Stored dataset items ->
|---|

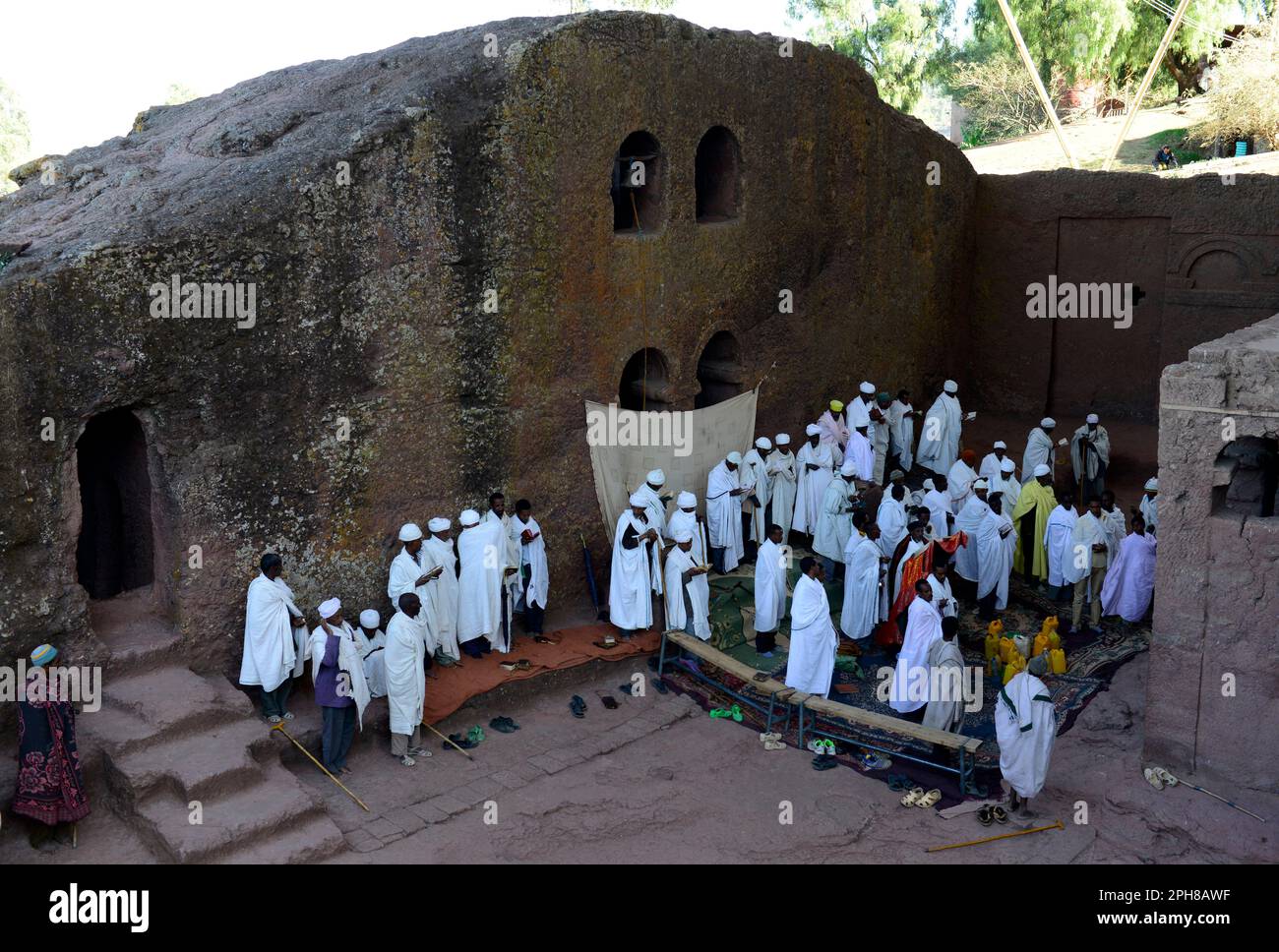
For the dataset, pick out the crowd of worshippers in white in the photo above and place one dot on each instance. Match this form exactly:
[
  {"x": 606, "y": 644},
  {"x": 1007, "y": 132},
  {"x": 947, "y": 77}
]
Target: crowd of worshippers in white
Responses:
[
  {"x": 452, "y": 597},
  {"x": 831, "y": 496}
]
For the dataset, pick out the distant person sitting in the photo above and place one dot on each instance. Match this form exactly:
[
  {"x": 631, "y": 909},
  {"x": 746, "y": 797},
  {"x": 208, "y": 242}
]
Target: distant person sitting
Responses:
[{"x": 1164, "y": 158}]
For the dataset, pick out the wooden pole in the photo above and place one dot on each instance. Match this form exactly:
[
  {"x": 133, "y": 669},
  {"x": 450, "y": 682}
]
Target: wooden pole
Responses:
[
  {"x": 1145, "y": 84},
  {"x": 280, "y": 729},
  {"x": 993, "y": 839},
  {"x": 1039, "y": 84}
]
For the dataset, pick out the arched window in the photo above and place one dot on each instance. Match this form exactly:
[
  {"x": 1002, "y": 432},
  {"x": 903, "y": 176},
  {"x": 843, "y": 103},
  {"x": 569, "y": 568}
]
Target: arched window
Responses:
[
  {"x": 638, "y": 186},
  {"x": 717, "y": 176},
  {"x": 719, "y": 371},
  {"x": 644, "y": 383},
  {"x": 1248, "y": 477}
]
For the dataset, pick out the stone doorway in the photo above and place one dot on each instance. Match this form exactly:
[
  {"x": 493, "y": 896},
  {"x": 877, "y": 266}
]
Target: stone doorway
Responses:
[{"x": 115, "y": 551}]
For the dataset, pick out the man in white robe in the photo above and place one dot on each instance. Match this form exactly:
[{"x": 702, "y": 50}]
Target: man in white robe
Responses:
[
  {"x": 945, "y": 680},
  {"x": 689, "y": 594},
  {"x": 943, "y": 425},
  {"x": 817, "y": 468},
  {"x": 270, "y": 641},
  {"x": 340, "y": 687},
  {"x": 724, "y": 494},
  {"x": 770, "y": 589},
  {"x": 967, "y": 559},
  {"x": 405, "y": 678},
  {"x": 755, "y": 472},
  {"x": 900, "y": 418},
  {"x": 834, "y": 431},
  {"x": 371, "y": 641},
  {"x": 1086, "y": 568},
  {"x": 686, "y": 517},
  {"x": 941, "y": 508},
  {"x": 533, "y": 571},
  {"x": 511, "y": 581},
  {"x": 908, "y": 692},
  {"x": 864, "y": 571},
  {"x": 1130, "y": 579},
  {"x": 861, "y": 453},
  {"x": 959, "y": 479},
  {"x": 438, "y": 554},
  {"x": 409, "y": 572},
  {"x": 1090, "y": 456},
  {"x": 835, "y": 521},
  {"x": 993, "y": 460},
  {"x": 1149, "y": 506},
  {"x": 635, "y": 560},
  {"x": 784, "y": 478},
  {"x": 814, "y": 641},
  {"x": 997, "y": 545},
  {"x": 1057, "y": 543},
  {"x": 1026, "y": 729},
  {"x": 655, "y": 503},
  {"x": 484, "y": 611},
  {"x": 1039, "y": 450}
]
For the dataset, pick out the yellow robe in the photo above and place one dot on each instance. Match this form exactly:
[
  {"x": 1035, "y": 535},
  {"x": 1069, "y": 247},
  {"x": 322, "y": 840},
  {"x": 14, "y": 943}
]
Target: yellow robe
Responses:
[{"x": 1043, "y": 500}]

|---|

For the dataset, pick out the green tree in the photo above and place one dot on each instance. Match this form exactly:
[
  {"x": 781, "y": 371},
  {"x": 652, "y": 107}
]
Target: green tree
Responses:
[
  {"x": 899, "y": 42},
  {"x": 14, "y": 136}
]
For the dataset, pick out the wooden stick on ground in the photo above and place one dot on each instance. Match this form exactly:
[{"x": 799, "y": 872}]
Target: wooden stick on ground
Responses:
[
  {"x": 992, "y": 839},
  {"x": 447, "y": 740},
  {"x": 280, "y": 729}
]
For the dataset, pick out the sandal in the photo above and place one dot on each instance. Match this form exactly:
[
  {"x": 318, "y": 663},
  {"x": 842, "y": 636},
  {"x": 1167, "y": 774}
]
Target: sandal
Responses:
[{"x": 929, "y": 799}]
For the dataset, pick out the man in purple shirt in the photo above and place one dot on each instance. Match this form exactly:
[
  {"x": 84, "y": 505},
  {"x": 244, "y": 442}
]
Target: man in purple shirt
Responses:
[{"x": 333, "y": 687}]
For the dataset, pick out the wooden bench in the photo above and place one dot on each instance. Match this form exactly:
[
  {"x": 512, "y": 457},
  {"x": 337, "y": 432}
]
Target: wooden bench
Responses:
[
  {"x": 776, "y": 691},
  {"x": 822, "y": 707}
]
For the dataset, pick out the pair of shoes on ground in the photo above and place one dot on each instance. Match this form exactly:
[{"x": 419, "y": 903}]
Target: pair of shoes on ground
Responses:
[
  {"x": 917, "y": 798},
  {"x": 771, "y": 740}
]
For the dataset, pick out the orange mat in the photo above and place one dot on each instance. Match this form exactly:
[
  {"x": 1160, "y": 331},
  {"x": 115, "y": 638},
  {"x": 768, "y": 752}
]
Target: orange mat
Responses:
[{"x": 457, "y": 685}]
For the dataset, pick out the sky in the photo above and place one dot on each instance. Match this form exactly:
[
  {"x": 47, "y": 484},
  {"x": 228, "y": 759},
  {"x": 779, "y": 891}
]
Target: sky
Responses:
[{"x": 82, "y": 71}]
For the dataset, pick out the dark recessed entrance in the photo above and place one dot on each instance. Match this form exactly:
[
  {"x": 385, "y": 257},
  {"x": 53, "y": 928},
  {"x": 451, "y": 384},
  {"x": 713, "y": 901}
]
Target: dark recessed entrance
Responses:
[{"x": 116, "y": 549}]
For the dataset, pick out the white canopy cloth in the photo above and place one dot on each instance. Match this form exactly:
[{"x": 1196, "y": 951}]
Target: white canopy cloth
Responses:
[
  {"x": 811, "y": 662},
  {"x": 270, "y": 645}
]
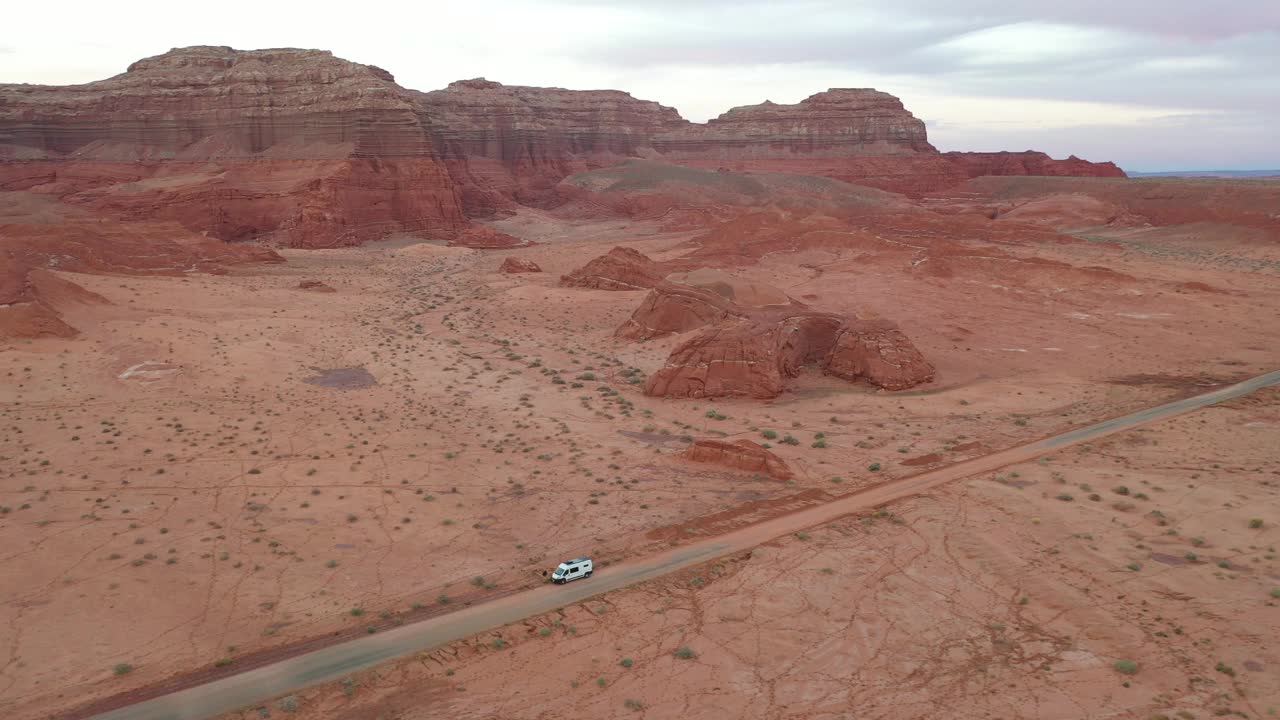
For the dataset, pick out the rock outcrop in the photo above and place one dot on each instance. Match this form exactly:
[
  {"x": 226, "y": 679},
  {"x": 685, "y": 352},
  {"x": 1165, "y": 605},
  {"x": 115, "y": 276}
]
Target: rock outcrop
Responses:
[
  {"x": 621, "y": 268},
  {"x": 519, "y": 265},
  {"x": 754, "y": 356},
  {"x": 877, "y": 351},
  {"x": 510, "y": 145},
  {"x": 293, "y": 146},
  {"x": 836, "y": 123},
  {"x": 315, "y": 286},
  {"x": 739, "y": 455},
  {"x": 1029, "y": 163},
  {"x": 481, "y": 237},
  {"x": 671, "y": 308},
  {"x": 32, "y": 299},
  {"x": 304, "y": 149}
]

|---|

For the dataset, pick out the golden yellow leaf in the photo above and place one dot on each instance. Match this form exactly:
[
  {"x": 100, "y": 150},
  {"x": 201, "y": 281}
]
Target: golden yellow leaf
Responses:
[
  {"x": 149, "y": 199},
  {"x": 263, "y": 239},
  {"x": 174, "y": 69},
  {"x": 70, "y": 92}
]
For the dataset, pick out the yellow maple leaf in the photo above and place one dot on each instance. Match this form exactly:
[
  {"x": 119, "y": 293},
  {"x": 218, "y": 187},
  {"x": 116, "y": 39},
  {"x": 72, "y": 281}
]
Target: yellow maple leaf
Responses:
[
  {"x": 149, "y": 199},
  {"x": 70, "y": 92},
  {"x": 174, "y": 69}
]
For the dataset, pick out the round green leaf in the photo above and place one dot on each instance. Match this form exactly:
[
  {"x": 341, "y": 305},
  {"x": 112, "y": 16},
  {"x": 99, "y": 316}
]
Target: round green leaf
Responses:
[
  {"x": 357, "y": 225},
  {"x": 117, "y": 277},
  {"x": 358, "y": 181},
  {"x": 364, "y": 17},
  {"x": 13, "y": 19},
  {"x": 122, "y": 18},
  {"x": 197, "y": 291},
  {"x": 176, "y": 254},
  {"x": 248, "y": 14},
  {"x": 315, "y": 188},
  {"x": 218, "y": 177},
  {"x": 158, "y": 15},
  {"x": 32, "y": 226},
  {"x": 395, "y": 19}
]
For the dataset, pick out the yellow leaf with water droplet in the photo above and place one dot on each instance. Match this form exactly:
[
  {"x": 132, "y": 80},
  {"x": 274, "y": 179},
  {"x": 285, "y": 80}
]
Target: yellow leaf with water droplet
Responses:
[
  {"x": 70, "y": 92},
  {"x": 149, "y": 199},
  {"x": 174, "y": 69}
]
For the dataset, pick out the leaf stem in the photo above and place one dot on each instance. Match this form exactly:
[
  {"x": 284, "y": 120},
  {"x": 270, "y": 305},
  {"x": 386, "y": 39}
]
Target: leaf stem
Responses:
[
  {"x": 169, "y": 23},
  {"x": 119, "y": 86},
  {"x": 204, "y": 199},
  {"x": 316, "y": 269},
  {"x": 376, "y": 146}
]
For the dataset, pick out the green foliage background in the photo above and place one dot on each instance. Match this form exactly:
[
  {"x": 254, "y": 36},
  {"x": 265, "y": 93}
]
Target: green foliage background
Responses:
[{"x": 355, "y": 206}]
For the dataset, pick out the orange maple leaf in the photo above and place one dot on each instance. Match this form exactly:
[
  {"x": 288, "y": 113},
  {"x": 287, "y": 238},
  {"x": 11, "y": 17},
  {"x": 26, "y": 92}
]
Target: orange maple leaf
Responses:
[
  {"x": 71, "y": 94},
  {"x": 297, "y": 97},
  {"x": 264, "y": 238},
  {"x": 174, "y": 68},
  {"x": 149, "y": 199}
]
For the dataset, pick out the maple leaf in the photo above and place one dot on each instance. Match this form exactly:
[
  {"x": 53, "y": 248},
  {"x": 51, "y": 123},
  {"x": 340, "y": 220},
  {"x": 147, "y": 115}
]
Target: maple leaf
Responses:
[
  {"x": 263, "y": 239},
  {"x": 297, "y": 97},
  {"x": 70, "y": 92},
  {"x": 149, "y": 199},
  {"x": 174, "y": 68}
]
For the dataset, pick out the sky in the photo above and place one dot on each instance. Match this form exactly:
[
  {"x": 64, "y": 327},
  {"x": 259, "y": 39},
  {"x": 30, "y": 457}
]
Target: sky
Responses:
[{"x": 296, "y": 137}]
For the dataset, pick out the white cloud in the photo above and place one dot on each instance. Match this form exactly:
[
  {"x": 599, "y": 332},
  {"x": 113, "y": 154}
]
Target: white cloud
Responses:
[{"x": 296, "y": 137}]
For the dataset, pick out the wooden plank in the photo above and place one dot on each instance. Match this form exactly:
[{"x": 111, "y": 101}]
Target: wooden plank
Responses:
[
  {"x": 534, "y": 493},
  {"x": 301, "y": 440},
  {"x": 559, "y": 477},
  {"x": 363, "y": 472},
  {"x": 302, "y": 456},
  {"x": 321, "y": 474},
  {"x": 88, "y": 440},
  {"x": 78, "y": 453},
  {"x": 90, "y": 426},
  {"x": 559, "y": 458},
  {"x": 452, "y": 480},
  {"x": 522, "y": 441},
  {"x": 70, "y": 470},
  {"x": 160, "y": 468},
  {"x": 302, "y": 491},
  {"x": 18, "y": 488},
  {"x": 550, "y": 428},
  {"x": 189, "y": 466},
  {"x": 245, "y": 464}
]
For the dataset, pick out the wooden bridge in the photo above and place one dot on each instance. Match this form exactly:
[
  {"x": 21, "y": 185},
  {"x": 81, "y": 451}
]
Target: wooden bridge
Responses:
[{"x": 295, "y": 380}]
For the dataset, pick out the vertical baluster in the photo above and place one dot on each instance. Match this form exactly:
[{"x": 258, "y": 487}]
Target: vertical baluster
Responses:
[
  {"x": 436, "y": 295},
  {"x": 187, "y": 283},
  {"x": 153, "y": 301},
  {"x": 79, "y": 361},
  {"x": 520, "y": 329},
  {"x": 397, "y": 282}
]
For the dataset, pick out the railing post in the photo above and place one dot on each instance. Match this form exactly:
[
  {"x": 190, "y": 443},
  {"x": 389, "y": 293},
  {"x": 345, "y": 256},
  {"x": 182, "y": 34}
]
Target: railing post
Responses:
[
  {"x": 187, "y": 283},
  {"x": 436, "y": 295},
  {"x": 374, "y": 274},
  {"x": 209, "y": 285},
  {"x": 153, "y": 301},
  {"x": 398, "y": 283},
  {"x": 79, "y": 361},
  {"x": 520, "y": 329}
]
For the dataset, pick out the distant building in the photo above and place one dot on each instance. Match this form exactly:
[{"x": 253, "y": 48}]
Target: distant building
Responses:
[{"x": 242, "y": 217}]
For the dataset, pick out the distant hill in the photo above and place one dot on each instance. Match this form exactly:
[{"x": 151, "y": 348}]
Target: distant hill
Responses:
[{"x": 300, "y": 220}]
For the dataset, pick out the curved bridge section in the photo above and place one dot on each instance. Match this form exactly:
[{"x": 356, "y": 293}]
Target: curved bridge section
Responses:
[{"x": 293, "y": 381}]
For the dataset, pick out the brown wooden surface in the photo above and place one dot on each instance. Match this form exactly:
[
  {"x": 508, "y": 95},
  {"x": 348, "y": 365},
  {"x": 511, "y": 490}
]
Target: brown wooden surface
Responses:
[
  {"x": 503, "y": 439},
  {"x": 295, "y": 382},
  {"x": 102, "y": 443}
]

|---|

Task to carry out -> Return each line of the material above that includes the word "distant", copied unchanged.

Correct output ->
For the dataset, pick out the distant person sitting in the photo above and place one dot on each instance. Match this form exactly:
Target: distant person sitting
For the dataset, pick out the distant building in the photo above and place one dot on each instance. Match this form exactly:
Target: distant building
For the dataset, pick out the distant hill in the photo above and place one dot on each instance. Match this form exactly:
Target: distant hill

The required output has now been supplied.